** Start Data lines **
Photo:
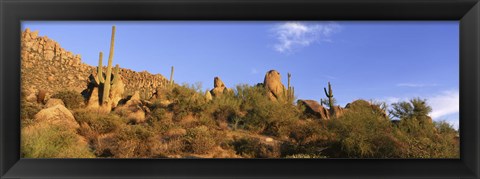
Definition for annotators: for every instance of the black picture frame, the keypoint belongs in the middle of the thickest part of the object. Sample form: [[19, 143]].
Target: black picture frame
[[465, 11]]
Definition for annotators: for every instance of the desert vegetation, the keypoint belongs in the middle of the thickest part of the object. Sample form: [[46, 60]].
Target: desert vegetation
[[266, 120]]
** End Data lines **
** Start Data lines **
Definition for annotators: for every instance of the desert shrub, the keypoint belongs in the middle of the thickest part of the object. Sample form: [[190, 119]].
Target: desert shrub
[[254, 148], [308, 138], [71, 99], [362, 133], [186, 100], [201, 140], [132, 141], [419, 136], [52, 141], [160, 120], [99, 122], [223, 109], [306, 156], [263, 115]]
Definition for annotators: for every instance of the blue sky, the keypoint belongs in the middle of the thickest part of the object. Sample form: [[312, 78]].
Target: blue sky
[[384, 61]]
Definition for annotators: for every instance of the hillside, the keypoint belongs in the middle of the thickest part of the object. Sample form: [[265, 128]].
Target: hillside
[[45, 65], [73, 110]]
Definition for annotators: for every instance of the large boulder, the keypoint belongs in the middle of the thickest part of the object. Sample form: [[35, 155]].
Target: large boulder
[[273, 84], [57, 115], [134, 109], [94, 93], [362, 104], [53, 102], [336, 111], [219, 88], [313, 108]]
** End Data lines **
** Start Data lines **
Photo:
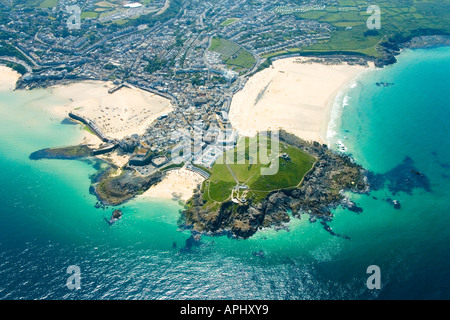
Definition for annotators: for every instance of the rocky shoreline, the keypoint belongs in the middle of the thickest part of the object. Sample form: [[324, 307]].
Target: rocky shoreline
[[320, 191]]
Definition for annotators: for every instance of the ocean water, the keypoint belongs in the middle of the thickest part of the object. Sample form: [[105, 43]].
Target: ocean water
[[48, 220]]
** End Data lines **
#### What is needed:
Can you repeat, word for word, the lines starting at the one that contains "form: [[46, 60]]." and ending at the one that contains "[[266, 120]]", with both of those lines included?

#### Problem solution:
Definition for annotators: for every instance of the desert vegetation, the keypoint belongs in the middle of the thickest part of the object. Sample form: [[46, 60]].
Target: desert vegetation
[[266, 120]]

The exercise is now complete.